● **Recorded data**

= = = = =

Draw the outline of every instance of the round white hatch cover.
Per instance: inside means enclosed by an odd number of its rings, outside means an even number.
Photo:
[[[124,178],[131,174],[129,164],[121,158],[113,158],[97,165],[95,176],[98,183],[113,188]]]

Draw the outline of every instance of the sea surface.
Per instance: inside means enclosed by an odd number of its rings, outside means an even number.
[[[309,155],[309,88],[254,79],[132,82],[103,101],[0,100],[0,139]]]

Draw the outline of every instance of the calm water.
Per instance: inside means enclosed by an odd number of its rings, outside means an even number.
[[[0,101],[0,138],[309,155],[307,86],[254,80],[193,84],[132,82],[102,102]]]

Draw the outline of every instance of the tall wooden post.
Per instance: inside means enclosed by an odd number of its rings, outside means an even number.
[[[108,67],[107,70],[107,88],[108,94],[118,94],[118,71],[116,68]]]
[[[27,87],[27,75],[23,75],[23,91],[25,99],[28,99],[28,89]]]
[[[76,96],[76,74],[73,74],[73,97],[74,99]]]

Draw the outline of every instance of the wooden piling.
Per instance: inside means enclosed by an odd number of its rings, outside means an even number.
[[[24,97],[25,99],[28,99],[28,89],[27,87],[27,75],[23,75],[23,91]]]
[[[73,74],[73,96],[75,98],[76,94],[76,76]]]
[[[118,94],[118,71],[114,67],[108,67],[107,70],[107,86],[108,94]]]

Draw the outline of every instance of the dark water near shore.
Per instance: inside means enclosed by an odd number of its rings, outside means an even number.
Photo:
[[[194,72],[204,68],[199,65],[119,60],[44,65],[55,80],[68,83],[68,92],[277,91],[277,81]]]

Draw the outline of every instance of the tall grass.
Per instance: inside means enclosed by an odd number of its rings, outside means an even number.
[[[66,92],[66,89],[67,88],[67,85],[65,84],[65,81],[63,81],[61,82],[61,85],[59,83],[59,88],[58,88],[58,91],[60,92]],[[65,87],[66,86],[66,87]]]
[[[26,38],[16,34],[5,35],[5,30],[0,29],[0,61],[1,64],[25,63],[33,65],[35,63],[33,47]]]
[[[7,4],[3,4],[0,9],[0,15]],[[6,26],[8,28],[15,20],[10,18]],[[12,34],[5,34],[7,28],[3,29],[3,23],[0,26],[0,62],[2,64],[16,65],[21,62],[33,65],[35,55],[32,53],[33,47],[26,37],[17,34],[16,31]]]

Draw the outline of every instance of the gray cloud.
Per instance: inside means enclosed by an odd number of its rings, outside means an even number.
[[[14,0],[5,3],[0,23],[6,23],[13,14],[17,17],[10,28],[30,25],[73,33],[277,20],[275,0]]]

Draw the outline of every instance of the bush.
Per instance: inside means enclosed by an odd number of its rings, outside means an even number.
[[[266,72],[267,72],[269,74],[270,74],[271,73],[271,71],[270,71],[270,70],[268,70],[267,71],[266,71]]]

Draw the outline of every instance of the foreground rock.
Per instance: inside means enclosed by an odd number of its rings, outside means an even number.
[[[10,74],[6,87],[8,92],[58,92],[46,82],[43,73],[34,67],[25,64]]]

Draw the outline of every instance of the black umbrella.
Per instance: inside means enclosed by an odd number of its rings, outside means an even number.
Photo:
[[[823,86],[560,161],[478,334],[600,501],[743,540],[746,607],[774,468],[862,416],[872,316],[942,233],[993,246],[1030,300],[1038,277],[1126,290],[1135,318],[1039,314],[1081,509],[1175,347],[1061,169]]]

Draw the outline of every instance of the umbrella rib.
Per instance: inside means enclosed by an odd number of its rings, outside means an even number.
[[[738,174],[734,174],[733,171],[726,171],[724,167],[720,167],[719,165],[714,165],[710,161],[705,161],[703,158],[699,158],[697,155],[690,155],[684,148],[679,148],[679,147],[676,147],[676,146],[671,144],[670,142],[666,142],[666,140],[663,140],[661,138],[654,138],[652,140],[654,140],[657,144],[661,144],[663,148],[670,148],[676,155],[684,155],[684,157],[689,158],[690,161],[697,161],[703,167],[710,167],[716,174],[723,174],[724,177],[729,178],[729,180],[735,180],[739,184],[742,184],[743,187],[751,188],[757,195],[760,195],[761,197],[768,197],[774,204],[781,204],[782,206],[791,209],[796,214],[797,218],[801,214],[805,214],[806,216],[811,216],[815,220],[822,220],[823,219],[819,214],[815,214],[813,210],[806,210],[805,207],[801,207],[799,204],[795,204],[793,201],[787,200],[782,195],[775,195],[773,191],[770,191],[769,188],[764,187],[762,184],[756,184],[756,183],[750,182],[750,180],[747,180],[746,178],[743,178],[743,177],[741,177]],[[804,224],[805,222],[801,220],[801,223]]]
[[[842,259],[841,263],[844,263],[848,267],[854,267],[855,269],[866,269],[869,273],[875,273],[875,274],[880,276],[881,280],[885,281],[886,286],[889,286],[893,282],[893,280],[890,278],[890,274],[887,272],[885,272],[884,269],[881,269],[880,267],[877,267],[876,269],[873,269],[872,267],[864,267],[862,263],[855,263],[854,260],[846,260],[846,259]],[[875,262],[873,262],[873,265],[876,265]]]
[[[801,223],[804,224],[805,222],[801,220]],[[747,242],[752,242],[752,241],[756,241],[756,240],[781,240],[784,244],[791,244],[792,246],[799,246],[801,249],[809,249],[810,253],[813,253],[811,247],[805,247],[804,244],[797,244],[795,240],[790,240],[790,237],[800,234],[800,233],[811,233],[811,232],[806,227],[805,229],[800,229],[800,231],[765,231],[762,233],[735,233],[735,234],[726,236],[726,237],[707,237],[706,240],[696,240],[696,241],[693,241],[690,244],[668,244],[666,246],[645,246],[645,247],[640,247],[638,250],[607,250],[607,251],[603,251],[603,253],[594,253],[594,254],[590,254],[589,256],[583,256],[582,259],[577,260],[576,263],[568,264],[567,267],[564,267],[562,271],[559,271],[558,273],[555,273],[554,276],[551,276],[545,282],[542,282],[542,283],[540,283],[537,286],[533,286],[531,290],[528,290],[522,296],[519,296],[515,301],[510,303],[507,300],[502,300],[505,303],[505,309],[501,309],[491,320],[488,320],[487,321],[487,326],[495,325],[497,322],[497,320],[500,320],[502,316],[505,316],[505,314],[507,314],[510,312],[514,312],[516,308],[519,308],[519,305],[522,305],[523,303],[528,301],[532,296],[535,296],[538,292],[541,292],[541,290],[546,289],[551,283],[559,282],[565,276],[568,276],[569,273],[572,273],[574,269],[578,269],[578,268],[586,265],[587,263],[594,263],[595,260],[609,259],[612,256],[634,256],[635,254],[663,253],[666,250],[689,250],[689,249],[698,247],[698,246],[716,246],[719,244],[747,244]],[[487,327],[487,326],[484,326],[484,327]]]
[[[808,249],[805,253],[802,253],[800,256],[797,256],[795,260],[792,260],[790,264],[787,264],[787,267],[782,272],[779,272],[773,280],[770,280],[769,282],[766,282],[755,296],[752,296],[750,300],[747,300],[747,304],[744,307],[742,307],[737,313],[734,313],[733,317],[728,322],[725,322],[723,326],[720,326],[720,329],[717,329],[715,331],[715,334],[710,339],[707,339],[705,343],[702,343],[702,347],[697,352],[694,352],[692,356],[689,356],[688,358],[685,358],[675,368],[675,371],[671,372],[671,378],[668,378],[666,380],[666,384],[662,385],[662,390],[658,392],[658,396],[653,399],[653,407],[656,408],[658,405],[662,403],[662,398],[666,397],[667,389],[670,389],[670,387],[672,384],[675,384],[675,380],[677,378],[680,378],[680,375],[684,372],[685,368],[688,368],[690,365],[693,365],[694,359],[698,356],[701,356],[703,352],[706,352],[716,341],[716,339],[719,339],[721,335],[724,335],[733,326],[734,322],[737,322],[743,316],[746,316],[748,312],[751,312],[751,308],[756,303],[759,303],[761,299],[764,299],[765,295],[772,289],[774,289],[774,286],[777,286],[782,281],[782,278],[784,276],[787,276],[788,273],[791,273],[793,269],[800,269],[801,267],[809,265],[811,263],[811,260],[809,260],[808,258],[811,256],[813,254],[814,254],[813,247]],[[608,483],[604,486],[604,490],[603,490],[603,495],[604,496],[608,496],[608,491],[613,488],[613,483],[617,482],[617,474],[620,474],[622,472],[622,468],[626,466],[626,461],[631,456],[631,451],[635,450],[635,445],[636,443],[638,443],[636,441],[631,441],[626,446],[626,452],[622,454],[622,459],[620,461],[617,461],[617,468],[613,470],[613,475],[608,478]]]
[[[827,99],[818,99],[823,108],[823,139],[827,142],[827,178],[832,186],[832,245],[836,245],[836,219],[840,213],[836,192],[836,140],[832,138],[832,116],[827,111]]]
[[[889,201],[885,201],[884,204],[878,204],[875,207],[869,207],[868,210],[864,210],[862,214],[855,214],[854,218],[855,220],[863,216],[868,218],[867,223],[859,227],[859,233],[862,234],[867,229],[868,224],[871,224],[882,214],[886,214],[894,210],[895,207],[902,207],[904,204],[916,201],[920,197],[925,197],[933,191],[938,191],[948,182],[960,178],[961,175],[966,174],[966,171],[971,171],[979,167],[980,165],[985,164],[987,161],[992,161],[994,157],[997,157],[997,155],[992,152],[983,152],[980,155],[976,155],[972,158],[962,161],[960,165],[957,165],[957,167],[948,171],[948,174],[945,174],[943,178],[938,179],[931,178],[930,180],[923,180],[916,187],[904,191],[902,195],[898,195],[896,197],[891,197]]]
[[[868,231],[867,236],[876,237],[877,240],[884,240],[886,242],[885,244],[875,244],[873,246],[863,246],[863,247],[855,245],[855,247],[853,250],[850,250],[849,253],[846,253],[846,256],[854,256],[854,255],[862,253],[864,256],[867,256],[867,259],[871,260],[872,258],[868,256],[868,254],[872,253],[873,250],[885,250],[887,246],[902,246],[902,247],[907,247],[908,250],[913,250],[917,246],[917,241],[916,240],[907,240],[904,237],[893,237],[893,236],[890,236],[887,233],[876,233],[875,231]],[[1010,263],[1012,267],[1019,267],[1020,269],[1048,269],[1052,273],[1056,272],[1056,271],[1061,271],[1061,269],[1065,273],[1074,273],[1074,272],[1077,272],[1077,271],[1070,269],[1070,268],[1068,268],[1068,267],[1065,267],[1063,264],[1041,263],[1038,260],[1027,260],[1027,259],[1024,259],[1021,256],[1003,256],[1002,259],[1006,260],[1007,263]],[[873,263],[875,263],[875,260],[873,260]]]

= = = = =

● **Job**
Write out the lines again from the line with "Draw the outline of every instance of the tall wooden" to the line with "[[[27,87],[27,75],[23,75],[23,91],[25,99],[28,99],[28,89]]]", swapping "tall wooden post" for "wooden pole" and keeping everything else the same.

● **Exercise result**
Draw the outline of every instance of the wooden pole.
Per instance: inside means enclosed by an odd number of its rings, outside means an even number.
[[[108,67],[107,70],[107,88],[108,94],[118,94],[118,71],[116,68]]]
[[[27,87],[27,75],[23,75],[23,91],[25,99],[28,99],[28,89]]]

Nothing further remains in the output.